What is expected ->
Only the lines below, from the one with "Target: group of people" through the one with "Target: person standing", are to be written out, exactly.

Stored entries

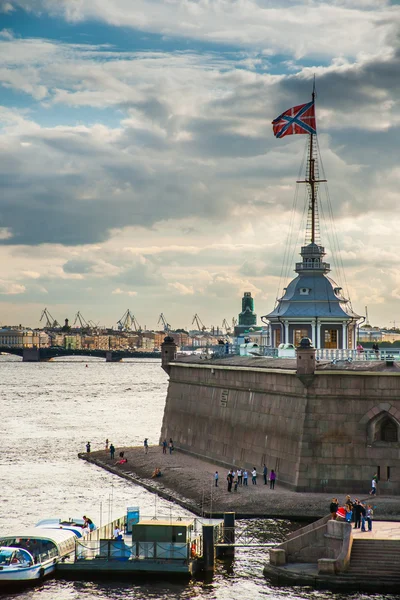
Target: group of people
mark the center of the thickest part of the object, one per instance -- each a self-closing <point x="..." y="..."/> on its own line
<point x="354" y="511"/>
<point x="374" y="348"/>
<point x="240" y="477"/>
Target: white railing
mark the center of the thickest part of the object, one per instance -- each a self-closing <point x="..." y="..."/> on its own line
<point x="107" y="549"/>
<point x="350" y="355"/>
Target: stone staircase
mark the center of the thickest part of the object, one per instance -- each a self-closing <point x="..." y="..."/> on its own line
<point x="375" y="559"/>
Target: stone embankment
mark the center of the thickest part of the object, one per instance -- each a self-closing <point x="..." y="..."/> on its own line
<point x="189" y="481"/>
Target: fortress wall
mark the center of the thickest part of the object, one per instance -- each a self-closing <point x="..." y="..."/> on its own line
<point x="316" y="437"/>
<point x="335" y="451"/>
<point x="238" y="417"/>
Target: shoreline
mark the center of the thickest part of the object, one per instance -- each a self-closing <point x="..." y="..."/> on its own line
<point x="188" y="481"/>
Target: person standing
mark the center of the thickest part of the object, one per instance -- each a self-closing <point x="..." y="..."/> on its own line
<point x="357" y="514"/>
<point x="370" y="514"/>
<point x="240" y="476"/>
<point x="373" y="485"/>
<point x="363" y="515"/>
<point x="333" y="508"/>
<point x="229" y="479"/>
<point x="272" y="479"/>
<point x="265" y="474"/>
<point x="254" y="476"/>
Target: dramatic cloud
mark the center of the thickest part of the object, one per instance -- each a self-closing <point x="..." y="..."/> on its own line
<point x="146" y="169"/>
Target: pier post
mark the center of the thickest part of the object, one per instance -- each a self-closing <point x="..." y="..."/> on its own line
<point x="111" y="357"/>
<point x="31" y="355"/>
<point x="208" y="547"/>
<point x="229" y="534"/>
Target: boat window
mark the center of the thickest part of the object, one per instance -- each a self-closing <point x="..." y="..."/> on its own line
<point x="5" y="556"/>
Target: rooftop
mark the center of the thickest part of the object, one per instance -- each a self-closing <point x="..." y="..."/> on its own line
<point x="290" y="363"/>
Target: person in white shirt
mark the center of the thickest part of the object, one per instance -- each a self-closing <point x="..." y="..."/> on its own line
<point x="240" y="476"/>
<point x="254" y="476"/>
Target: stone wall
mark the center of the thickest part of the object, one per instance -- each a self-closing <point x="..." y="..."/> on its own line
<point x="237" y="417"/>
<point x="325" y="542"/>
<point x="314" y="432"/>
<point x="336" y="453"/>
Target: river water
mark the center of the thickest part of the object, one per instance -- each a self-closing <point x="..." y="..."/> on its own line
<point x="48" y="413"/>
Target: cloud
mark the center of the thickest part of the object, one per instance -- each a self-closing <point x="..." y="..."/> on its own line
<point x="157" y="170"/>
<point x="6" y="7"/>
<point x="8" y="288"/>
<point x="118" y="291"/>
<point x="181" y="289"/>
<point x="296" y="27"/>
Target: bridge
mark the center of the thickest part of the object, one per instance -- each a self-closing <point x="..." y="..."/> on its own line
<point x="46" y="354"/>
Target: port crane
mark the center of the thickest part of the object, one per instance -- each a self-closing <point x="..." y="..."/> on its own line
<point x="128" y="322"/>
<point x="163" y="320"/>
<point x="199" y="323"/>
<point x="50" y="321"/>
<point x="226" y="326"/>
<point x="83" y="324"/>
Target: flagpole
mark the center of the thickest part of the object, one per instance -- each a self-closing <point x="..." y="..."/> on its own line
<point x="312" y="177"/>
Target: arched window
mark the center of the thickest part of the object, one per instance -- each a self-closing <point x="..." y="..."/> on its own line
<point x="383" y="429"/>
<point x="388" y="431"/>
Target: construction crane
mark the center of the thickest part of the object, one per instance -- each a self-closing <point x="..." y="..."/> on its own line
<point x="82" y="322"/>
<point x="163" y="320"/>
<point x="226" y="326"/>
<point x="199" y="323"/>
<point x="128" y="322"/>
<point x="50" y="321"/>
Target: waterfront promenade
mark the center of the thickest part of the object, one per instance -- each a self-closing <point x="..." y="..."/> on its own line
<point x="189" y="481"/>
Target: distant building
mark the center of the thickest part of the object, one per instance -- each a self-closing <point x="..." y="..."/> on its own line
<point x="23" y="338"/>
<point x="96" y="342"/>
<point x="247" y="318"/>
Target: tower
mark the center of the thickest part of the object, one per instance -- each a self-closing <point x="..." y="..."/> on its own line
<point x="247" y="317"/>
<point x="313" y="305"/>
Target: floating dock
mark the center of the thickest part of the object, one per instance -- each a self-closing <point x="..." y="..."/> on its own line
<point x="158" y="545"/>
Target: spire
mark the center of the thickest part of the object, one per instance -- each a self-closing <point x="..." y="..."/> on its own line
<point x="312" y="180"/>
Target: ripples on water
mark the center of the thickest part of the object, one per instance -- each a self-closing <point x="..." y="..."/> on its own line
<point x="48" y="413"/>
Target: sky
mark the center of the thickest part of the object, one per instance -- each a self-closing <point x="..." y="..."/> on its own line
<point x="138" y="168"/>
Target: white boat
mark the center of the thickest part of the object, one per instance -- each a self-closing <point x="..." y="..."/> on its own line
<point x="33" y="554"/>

==

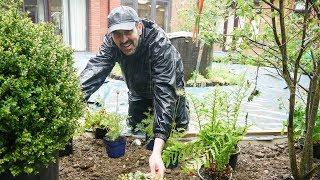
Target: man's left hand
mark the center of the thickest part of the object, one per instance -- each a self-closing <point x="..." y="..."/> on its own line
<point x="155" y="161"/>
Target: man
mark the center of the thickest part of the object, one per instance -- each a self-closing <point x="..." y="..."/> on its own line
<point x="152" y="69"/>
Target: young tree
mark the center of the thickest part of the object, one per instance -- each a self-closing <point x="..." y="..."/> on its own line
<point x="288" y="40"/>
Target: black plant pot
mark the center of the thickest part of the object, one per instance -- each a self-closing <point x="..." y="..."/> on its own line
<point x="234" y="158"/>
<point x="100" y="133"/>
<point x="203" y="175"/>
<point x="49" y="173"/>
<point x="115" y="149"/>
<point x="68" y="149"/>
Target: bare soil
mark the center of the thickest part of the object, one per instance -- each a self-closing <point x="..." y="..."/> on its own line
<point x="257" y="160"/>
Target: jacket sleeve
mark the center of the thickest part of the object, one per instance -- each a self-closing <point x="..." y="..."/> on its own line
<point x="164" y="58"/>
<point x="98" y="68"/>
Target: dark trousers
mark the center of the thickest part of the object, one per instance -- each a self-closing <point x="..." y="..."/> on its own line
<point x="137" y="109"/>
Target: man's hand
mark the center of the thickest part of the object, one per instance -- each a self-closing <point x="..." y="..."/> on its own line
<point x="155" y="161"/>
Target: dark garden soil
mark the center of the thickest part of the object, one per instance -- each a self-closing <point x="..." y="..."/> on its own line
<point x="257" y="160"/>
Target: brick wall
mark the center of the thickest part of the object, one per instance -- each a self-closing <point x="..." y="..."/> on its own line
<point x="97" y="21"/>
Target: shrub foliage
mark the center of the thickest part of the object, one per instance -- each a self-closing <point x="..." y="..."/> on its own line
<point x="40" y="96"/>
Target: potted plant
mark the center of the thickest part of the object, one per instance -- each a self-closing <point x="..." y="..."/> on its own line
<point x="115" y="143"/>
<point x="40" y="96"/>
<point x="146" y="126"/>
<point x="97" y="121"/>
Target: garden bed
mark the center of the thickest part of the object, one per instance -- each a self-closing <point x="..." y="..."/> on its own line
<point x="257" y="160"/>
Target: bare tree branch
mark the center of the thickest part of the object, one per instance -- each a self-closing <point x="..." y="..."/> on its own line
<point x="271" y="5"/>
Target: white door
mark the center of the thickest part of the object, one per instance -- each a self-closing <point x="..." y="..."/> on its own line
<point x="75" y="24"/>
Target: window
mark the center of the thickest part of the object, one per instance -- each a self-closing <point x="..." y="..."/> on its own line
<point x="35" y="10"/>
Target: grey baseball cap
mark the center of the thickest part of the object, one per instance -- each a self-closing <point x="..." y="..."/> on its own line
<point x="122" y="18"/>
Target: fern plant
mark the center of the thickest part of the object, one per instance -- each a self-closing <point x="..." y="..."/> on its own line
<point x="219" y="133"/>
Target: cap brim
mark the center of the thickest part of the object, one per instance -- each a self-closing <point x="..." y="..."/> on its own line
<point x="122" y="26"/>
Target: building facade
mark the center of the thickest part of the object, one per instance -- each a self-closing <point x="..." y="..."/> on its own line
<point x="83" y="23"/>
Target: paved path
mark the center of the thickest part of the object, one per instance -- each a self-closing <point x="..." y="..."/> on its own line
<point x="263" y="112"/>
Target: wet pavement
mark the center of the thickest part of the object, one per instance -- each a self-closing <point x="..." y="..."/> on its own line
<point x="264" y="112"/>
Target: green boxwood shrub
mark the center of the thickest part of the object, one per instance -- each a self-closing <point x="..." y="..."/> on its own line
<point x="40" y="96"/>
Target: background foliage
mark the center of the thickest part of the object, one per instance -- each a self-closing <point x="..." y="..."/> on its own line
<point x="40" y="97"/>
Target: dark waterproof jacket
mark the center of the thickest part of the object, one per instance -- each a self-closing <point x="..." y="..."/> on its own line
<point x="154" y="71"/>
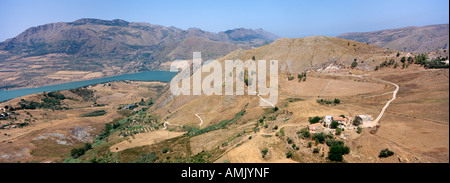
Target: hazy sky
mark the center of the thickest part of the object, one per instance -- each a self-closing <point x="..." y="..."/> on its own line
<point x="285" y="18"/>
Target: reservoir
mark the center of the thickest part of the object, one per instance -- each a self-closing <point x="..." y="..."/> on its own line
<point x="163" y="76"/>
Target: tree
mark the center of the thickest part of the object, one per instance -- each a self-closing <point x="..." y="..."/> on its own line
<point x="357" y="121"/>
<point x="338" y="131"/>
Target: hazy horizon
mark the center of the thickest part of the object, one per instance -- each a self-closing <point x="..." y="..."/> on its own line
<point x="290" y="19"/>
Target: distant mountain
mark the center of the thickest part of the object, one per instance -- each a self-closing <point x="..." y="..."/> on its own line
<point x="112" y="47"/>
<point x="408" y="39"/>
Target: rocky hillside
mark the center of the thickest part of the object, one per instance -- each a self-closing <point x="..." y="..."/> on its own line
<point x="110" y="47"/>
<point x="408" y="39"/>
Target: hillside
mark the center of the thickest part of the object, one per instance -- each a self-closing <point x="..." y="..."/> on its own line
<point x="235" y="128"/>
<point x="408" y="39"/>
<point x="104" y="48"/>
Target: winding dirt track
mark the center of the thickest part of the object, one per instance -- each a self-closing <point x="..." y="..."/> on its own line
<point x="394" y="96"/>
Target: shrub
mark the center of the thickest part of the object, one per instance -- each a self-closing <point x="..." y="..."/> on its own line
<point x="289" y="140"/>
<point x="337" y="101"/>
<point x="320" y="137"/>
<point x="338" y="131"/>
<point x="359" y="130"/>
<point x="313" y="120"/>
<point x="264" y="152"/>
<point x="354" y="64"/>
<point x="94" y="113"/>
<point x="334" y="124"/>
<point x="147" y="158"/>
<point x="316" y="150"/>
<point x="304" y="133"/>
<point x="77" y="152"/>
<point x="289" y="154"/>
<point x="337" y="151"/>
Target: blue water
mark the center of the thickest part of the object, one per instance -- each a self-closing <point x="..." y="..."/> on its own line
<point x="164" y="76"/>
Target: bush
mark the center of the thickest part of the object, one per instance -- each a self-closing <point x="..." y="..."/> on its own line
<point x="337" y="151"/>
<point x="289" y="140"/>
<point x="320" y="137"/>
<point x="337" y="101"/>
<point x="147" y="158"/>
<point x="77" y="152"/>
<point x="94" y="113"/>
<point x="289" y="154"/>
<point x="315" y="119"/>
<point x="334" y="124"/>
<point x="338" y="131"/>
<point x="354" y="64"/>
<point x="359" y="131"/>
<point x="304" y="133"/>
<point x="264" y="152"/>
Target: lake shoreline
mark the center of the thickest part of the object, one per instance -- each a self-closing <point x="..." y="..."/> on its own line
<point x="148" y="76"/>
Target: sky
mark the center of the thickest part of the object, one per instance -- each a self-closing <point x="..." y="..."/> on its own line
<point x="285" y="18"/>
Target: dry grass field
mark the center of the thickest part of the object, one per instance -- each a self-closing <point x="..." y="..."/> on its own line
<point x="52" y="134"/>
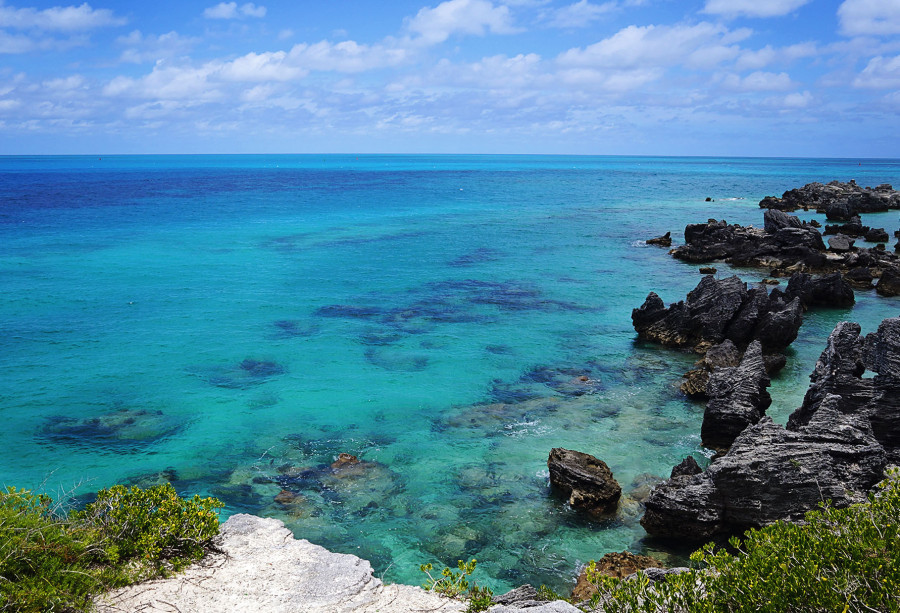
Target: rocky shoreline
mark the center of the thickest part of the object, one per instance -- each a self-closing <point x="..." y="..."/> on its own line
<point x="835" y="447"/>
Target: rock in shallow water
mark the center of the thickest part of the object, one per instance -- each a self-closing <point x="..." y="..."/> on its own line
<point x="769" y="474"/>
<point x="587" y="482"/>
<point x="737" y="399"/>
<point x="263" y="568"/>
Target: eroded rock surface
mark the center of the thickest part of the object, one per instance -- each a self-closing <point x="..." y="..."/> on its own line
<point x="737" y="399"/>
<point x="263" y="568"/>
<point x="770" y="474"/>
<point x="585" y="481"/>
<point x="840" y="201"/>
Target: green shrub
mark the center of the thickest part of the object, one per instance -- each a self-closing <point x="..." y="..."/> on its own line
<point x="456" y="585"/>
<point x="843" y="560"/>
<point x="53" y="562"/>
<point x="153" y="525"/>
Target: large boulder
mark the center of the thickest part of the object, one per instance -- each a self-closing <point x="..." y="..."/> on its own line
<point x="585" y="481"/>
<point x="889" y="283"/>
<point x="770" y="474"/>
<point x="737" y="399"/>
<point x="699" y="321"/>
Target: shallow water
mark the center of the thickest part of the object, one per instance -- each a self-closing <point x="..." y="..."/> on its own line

Exercise answer ->
Target: group of people
mark the center of the thickest part of the object, one per instance -- each a self-closing <point x="..." y="..."/> on its own line
<point x="354" y="511"/>
<point x="374" y="348"/>
<point x="240" y="477"/>
Target: white railing
mark the center of the thickest part of the object, one per instance -- each a self-closing <point x="..." y="..."/> on its own line
<point x="107" y="549"/>
<point x="350" y="355"/>
Target: stone staircase
mark the center of the thickest part of the object, one per instance -- each a self-closing <point x="..." y="..."/> on its own line
<point x="375" y="559"/>
Target: stone embankment
mark the center of the thickest part of the object, one per instance -- each a self-closing <point x="..." y="..."/> on its own line
<point x="189" y="481"/>
Target: fortress wall
mark the center of the thickest part of the object, one per instance -- each a self-closing <point x="..." y="..."/> on its own line
<point x="316" y="437"/>
<point x="335" y="451"/>
<point x="238" y="417"/>
Target: shoreline
mark the center of the thickest part of the object, one per instance -- each a self-closing <point x="..." y="..."/> on its own line
<point x="188" y="481"/>
Target: person standing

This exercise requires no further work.